> **Aim of the task**
Give the material again from its first line through the line with "Target: quay walkway", swapping "quay walkway" for "harbor promenade" and leaving everything else unchanged.

[start]

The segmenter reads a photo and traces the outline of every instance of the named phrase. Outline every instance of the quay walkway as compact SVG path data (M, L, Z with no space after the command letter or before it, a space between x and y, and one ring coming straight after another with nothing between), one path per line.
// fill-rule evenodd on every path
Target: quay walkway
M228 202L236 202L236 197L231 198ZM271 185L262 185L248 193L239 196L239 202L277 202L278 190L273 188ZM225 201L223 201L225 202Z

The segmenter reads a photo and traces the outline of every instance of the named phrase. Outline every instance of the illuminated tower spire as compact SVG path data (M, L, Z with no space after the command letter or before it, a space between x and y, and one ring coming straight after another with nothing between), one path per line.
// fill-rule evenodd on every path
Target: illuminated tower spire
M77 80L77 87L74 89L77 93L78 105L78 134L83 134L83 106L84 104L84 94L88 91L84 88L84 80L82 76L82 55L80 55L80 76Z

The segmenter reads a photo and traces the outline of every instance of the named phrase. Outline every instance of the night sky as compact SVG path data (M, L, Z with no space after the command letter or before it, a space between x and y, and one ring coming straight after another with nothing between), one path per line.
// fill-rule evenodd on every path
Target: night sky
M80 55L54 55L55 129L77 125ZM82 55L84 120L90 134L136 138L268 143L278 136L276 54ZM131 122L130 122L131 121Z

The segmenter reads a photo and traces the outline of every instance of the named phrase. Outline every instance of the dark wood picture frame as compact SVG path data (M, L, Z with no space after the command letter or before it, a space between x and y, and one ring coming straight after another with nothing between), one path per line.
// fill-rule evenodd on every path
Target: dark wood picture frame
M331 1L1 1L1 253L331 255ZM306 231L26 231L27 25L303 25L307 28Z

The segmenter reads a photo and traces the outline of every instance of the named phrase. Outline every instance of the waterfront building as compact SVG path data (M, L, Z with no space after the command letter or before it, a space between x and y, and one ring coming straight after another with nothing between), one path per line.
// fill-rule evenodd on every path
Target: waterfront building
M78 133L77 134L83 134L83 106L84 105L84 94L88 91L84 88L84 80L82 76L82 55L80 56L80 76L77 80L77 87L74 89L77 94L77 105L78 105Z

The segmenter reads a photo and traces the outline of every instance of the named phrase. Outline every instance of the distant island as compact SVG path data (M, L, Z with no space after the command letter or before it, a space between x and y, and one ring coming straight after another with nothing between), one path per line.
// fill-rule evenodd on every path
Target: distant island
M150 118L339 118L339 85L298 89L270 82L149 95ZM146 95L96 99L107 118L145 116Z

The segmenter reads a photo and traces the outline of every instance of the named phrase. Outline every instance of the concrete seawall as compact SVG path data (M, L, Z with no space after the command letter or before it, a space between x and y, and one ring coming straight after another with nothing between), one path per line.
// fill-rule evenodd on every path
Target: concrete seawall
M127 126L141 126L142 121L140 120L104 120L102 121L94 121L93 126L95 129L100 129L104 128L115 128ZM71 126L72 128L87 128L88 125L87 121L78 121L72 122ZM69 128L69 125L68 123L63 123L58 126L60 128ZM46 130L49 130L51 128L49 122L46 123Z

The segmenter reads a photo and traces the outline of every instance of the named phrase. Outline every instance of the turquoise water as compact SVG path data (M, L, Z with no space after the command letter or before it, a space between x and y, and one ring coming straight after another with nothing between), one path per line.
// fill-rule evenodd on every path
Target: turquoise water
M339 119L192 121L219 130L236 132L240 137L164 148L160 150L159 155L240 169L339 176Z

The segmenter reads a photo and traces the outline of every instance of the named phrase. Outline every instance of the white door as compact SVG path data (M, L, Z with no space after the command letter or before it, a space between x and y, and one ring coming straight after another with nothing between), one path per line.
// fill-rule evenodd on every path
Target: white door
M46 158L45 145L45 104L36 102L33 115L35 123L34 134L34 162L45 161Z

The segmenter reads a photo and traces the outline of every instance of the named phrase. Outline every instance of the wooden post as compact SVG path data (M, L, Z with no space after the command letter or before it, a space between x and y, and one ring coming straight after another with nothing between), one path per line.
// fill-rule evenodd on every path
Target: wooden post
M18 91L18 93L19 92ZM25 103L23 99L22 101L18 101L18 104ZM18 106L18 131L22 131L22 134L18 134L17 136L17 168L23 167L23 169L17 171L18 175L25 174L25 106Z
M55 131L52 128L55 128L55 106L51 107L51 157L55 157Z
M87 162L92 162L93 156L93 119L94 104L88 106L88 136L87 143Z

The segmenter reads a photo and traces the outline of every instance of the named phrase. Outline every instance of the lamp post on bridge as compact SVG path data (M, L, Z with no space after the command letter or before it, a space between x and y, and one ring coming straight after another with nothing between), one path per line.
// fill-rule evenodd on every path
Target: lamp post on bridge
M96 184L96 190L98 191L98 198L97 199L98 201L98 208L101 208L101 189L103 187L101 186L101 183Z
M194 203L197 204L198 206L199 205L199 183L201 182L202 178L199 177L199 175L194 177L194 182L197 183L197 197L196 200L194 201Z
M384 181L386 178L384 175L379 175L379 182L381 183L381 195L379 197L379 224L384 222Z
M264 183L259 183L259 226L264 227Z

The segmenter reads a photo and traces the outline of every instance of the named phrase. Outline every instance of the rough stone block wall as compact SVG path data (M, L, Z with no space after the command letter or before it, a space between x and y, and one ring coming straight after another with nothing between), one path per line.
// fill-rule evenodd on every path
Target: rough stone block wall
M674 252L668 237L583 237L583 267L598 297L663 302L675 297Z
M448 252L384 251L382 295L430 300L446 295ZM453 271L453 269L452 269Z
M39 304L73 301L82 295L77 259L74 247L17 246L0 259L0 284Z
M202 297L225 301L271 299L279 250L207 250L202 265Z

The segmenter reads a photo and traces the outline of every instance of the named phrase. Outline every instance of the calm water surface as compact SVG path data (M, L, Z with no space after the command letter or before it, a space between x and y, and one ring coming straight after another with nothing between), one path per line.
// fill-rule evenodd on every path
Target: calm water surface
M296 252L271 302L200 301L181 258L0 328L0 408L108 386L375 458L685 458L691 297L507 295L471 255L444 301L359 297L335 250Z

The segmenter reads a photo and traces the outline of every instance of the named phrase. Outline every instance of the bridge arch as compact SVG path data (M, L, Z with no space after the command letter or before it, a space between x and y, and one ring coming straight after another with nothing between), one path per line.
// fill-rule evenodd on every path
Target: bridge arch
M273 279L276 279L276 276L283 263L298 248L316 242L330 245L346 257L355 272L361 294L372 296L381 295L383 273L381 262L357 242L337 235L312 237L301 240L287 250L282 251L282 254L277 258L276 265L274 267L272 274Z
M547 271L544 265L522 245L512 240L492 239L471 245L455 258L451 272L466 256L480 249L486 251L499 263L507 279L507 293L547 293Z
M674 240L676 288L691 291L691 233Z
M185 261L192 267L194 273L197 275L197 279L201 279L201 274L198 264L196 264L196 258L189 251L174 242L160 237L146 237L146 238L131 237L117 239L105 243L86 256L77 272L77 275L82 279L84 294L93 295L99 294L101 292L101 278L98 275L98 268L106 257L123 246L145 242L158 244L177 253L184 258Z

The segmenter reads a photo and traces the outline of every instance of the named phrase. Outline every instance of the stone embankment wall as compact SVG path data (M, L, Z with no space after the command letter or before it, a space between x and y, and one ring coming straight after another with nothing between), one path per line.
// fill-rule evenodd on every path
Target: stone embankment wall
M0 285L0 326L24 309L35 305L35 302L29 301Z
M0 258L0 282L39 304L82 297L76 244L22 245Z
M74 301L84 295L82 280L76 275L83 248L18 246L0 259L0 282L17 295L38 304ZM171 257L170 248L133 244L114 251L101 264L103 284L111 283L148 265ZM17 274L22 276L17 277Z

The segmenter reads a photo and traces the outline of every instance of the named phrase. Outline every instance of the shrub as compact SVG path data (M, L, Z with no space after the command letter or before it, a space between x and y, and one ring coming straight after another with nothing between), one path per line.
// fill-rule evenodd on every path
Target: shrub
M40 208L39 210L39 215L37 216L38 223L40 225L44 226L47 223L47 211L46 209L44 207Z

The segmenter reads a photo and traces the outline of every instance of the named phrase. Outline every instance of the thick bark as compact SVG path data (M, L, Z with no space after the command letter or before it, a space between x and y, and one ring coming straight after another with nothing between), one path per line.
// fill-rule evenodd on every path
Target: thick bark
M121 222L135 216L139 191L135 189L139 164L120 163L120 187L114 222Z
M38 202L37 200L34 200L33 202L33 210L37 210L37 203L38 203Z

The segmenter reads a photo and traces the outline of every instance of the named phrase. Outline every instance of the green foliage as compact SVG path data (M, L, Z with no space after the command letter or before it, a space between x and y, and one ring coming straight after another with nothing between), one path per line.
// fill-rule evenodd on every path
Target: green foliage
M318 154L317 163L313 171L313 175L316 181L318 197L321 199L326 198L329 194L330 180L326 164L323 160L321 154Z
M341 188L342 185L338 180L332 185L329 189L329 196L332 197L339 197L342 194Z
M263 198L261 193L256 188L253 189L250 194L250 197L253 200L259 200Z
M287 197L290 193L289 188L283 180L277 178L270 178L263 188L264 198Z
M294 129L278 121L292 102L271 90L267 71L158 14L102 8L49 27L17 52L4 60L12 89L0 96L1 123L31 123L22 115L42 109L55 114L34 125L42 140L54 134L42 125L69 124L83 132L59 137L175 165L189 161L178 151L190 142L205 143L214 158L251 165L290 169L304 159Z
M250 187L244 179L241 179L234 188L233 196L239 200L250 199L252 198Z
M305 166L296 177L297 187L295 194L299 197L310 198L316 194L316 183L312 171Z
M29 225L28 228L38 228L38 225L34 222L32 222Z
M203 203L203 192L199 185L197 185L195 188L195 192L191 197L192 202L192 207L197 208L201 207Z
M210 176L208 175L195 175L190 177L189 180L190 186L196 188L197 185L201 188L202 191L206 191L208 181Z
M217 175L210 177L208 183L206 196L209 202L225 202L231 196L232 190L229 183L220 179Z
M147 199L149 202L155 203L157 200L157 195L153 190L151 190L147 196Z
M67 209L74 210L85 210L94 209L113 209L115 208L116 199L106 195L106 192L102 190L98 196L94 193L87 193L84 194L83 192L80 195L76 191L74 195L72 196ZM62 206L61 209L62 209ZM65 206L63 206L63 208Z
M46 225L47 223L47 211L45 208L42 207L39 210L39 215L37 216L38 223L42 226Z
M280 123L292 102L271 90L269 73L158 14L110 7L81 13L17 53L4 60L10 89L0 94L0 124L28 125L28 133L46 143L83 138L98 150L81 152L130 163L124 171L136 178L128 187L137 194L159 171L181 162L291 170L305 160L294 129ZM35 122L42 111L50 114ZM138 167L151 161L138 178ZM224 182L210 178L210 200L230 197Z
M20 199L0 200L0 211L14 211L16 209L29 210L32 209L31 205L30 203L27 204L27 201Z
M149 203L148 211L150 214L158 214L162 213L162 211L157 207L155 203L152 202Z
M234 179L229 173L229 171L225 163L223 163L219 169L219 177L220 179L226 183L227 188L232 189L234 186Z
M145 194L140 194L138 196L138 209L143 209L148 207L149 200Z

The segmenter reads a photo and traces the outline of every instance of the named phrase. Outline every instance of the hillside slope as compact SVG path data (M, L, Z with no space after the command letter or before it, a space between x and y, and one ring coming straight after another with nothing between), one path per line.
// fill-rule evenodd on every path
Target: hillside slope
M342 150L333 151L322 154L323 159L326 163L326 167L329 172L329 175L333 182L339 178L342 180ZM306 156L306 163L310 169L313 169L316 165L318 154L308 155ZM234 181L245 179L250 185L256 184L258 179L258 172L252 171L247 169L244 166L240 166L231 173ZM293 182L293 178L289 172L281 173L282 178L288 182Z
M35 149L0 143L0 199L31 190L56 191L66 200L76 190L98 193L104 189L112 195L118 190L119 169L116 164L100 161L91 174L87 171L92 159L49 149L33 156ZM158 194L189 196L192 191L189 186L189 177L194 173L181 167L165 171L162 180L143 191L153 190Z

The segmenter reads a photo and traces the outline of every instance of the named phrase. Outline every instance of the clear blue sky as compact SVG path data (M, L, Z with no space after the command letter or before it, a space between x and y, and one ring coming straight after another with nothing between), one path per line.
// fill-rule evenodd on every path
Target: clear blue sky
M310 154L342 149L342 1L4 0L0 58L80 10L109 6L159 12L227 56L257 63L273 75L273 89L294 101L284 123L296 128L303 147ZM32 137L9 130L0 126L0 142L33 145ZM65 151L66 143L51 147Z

[end]

> **Full answer**
The segmenter reads a photo and traces the outline of every instance of the named phrase. Outline every instance of the harbor promenade as compact SVG path data (M, L, Z with no space after the command letter or before it, a space between x and y, and one ring coming straight after another with nothing between), one path per line.
// fill-rule evenodd on every path
Target: harbor promenade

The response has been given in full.